- _Items listed in a dataset_:
↓↓↓
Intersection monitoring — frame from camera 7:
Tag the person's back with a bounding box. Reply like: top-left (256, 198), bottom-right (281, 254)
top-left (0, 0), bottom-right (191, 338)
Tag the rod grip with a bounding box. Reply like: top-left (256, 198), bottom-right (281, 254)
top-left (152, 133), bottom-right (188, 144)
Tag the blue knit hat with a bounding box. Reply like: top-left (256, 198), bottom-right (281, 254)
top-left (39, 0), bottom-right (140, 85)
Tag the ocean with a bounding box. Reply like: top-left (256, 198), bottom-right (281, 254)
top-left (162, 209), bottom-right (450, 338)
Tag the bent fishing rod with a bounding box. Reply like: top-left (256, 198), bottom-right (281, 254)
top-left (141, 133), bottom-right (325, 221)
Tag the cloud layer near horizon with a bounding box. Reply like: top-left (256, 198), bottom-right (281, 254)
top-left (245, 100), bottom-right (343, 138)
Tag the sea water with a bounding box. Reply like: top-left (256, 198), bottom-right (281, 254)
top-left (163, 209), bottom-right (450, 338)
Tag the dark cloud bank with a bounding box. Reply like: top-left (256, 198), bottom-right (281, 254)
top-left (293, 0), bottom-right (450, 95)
↑↑↑
Rewrite the listing from its first line through the line containing "top-left (39, 0), bottom-right (140, 85)", inclusive, with "knit hat" replaced by "wool cap" and nothing else changed.

- _Complete response_:
Intersection monitoring — frame from camera 7:
Tag the person's back with a bounding box. Reply like: top-left (256, 198), bottom-right (281, 254)
top-left (0, 0), bottom-right (191, 338)
Tag the rod grip with a bounding box. Reply like: top-left (256, 198), bottom-right (281, 254)
top-left (152, 133), bottom-right (188, 144)
Tag the blue wool cap with a bounding box. Reply like: top-left (256, 198), bottom-right (281, 254)
top-left (39, 0), bottom-right (140, 85)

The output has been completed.